__WHAT YOU HAVE TO DO__. For the word "largest", count the lines in the records below that include it and give only that number.

Natural language region descriptions
* * * *
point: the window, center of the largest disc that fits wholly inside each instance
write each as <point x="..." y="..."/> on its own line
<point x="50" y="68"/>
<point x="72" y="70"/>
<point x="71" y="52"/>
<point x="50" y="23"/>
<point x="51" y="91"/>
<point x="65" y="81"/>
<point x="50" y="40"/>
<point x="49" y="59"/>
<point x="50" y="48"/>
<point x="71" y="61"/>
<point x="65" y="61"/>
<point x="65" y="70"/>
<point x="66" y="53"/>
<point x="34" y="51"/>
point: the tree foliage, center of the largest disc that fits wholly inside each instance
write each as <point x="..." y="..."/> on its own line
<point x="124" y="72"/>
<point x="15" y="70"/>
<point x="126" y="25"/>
* * * *
__RESPONSE TO THIS EXERCISE__. 2